=== Listed records ===
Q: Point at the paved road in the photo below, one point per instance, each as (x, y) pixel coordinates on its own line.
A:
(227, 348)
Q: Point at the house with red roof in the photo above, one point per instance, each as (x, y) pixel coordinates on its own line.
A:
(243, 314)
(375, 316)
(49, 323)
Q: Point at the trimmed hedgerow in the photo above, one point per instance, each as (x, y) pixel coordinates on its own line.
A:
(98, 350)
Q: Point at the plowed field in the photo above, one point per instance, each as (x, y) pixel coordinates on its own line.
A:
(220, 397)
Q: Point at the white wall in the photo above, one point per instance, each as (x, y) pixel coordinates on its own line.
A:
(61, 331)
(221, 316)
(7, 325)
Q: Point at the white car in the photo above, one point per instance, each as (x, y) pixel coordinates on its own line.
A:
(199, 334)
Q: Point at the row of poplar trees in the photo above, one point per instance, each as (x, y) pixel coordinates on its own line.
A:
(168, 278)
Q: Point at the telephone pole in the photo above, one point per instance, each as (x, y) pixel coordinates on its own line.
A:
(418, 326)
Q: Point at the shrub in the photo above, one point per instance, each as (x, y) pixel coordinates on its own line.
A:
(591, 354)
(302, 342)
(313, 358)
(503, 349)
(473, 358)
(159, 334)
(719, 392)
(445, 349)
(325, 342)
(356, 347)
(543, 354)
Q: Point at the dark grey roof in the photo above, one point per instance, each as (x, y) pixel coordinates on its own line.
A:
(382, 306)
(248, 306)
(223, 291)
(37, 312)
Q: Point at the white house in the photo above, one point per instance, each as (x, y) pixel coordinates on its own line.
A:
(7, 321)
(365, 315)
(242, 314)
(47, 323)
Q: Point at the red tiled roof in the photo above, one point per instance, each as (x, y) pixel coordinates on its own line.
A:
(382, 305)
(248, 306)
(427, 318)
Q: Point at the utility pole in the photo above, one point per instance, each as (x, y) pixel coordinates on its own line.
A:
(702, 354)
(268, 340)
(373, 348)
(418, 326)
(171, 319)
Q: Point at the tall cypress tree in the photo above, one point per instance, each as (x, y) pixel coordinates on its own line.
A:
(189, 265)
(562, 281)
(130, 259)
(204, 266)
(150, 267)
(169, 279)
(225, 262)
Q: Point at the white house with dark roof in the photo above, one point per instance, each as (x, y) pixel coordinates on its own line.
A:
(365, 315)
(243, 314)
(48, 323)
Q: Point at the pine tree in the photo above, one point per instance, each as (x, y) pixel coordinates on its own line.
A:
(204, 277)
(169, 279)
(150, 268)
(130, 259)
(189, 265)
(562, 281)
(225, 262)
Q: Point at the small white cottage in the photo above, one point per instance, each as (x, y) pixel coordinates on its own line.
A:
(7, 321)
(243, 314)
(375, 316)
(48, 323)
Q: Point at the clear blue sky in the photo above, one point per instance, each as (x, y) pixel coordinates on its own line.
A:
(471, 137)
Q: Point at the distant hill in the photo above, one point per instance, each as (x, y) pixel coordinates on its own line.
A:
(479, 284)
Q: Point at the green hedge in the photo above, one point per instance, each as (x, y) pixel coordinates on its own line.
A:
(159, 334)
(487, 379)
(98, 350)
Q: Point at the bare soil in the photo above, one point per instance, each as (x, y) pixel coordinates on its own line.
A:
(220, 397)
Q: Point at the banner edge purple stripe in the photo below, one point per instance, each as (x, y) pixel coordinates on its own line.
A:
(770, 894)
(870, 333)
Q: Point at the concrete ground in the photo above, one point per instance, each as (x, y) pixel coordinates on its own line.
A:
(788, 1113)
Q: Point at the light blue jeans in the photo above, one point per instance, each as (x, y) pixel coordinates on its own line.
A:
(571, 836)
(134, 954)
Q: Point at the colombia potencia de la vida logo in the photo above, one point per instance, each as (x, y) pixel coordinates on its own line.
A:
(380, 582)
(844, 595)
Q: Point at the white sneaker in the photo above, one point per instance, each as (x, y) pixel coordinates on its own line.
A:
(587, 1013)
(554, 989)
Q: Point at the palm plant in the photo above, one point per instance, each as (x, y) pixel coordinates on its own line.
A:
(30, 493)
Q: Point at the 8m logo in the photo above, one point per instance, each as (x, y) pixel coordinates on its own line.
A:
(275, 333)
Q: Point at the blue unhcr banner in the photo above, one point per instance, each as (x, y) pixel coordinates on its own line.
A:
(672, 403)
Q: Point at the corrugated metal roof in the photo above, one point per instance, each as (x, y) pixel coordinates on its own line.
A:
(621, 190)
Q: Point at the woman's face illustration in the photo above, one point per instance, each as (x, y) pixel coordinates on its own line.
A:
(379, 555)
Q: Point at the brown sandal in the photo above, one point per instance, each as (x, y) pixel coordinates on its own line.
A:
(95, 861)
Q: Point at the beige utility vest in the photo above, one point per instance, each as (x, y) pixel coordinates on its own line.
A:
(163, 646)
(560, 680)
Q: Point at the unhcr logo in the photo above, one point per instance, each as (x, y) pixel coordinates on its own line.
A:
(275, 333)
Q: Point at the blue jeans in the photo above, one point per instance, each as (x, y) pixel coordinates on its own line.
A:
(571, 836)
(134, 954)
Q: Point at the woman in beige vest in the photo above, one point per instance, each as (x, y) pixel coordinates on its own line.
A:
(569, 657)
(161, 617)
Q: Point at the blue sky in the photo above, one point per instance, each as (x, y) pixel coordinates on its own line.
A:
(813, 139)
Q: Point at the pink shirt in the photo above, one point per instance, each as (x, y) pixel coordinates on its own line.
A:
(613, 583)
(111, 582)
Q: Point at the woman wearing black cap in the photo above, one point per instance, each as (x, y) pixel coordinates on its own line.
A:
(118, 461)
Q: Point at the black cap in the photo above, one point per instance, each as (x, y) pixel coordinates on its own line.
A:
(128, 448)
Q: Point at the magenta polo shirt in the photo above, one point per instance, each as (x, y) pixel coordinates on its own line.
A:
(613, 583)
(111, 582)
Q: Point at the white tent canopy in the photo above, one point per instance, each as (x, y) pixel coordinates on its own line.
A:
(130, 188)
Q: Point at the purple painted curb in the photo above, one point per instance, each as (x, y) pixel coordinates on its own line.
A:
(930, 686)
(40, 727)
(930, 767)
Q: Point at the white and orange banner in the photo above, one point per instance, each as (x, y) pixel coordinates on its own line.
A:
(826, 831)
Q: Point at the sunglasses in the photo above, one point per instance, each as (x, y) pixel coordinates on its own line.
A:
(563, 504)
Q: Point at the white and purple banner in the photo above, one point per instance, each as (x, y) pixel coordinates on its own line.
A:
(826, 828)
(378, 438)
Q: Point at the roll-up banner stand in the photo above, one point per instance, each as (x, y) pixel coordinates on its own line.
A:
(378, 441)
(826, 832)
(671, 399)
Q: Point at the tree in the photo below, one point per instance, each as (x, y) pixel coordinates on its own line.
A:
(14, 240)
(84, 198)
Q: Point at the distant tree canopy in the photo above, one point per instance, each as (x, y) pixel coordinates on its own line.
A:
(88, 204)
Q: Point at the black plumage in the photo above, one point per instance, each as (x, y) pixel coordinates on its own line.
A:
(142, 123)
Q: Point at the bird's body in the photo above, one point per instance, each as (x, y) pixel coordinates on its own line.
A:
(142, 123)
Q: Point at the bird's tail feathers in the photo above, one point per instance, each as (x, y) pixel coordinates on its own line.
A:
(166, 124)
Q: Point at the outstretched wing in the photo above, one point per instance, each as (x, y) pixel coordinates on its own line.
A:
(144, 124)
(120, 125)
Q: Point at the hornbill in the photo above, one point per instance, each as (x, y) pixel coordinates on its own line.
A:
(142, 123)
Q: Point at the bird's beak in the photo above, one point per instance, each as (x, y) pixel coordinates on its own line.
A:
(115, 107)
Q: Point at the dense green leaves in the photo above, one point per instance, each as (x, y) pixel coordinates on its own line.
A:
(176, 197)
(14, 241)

=== Short exercise ===
Rewrite all of the data above, replacing every "pixel coordinates" with "pixel positions" and leaving everything else unchanged.

=== Exercise output ===
Q: Point at the paved road in the photo below, one point per instance, each as (x, y) pixel positions on its own line.
A:
(227, 348)
Q: Point at the house with red roof in the photo above, one point per instance, each as (x, y) pixel positions on its own line.
A:
(243, 314)
(375, 316)
(49, 323)
Q: Point at the trimmed hedgerow in the photo above, one point per instance, each as (x, y) pixel positions on its own line.
A:
(98, 350)
Q: Point at the plowed field in the photo above, one point per instance, each as (x, y) pixel positions on its own line.
A:
(220, 397)
Q: Point at the white wall in the photo above, one point per instance, each as (x, y) pixel positions on its own line.
A:
(61, 331)
(221, 316)
(7, 325)
Q: Point at the white car in the photo above, one point per instance, each as (x, y) pixel positions on its own line.
A:
(199, 334)
Q: Point at the row of poplar trees in the photo above, one point per instance, each as (x, y) pixel positions on its own line.
A:
(168, 278)
Q: Point at the telephone pole in the photo above, one point per instance, each as (x, y) pixel positions on its own line.
A:
(418, 326)
Q: Point at the shrub in the photo above, one point per instance, each as (x, y) pixel positions on its own line.
A:
(591, 354)
(302, 342)
(313, 358)
(503, 349)
(473, 358)
(159, 334)
(719, 392)
(445, 349)
(325, 342)
(356, 347)
(543, 354)
Q: Point at the dark grey roof in the photo above, one point per instance, each as (x, y) pixel positions on its own line.
A:
(382, 306)
(248, 306)
(223, 291)
(37, 312)
Q: Point at the white house in the photo above, one point per instance, each as (x, y) pixel positions on its own line.
A:
(7, 321)
(365, 315)
(242, 314)
(47, 323)
Q: Point at the red tiled roof in the photo above, one point per instance, each as (x, y) pixel positions on its own line.
A:
(382, 305)
(248, 306)
(427, 318)
Q: Point at the utility pole in the photo above, one point per instance, each as (x, y) pixel positions on its own line.
A:
(702, 354)
(268, 340)
(373, 348)
(418, 326)
(171, 319)
Q: Point at the tall cypress tree in the photo above, one point per instance, each as (x, y) pixel positions on its own line.
A:
(189, 265)
(562, 281)
(130, 259)
(204, 266)
(150, 267)
(169, 279)
(225, 262)
Q: Point at the white house with dark roof in the photo above, one point per instance, each as (x, y) pixel positions on its own line.
A:
(365, 315)
(243, 314)
(48, 323)
Q: Point at the pine tree in the photo above, one point per instance, each as (x, y) pixel positions on its own line.
A:
(204, 277)
(169, 279)
(150, 268)
(130, 259)
(189, 265)
(562, 281)
(225, 262)
Q: Point at the small white cottage in the photo above, one point per instance, each as (x, y) pixel positions on its own line.
A:
(7, 321)
(243, 314)
(375, 316)
(48, 323)
Q: Point at the clear blue sky in the photo above, one point per instance, each as (x, y) pixel positions on its own line.
A:
(471, 137)
Q: Point at the distant hill in the photo above, one point per instance, each as (x, y) pixel positions on its own line.
A:
(479, 284)
Q: Point at the green hedge in the photo above, one point per instance, each as (x, y) pixel positions on its own line.
A:
(159, 334)
(487, 379)
(98, 350)
Q: Point at the bare soil in the photo above, one point per instance, each as (x, y) pixel positions on its own line.
A:
(220, 397)
Q: Point at the banner edge purple stripe in the photo below, one point per instance, each as (x, y) pixel positions on its own line.
A:
(770, 894)
(870, 333)
Q: Point at the concrete ground in the photo above, one point per instance, each as (x, y) pixel positions on its own line.
A:
(788, 1113)
Q: Point at the light blue jeans in the photo above, one point per instance, each as (x, y) pixel positions on its own line.
A:
(571, 836)
(134, 954)
Q: Point at the colombia potencia de la vida logo in the photo above, one point per instance, each as (x, y) pixel positions on its own line.
A:
(380, 582)
(844, 595)
Q: Point at the white sneaker in the photo above, one point per instance, each as (x, y) pixel positions on its own line.
A:
(587, 1013)
(554, 989)
Q: Point at the palm plant in the photo above, one point per instance, each as (x, y) pixel positions on its own line.
A:
(30, 493)
Q: Point at the 8m logo in the photo above, one point per instance, each as (x, y) pixel positions on its own line.
A:
(275, 333)
Q: Point at the blue unhcr banner in the photo above, one point per instance, each as (x, y) pixel positions on its own line.
A:
(672, 403)
Q: Point at the corrugated metal roof in the photo above, one point per instance, each as (x, y) pixel positions on its own line.
A:
(621, 190)
Q: Point at the woman's face illustration in the photo above, one point per instance, each as (x, y) pixel positions on its own line.
A:
(379, 555)
Q: Point at the brown sandal in the photo above, one point per instance, each as (x, y) pixel positions on its own line.
A:
(95, 861)
Q: Point at the beige utility vest in the photo above, one point per instance, each as (x, y) pixel positions on its own line.
A:
(163, 646)
(560, 680)
Q: Point at the unhcr logo in the photo above, one point per instance, each as (x, y) pixel positions on its own line.
A:
(275, 333)
Q: Point at the blue jeans in the photo above, one point per instance, each as (x, y) pixel positions on its own line.
A:
(571, 836)
(134, 954)
Q: Point at the woman in beige vest in the photo above, one point per instance, each as (x, y) pixel positions on its own line.
A:
(569, 657)
(161, 617)
Q: Point at the blue sky in the photo above, one point per instance, each as (x, y) pixel positions on its own line.
A:
(813, 139)
Q: Point at the pink shirt in the photo above, one point per instance, each as (x, y) pixel positions on its own line.
A:
(613, 583)
(111, 582)
Q: Point at the woman wearing black cap in the photo above, one point per instance, each as (x, y) pixel positions on its own line.
A:
(118, 461)
Q: Point at the black cap in the photo above, one point per instance, each as (x, y) pixel positions on its own line.
A:
(128, 448)
Q: Point at the magenta polo shirt in the photo above, one point per instance, each as (x, y) pixel positions on its own line.
A:
(613, 583)
(111, 582)
Q: Point at the white tent canopy in the photo above, one point per instance, each as (x, y) pixel positions on its own line.
A:
(130, 188)
Q: Point at the purple painted curb in the photo above, one point per instance, each as (x, y) pixel positions on its own line.
A:
(930, 686)
(40, 727)
(930, 767)
Q: Point at the white and orange banner in the photo above, one point per instance, each as (x, y) pixel positions on its own line.
A:
(826, 831)
Q: Point at the sunglasses in the photo above, one point per instance, each as (x, y) pixel positions on its own line.
A:
(563, 504)
Q: Point at the white and purple banner in the photo above, one point per instance, each as (x, y) pixel positions on its own line.
A:
(826, 828)
(378, 438)
Q: Point at the roll-up banner stand in the photo above, one point per instance, each as (x, y) pixel positions on its own line.
A:
(378, 441)
(826, 832)
(671, 399)
Q: Point at the tree in the photo below, one point per instance, each as (x, y) pixel positions on its own line.
A:
(14, 240)
(84, 198)
Q: Point at the distant tree canopy in the photo above, one point per instance, each as (x, y) pixel positions on its own line.
A:
(88, 204)
Q: Point at the black plumage in the photo above, one point per instance, each as (x, y) pixel positions on its own line.
A:
(142, 123)
Q: Point at the bird's body in the photo above, one point per instance, each as (x, y) pixel positions on its own line.
A:
(142, 123)
Q: Point at the bird's tail feathers in the photo above, one point per instance, each as (x, y) pixel positions on its own line.
A:
(166, 124)
Q: Point at the outstretched wing in the photo above, one point per instance, each as (x, y) pixel positions on its own line.
A:
(144, 124)
(120, 125)
Q: Point at the hornbill in the photo above, one point per instance, each as (x, y) pixel positions on its own line.
A:
(142, 123)
Q: Point at the bird's beak in the photo above, one point per instance, each as (x, y) pixel positions on its own line.
A:
(115, 107)
Q: Point at the dense green leaves in the photo above, one point per instance, each as (x, y) pixel positions on its own line.
A:
(176, 197)
(14, 241)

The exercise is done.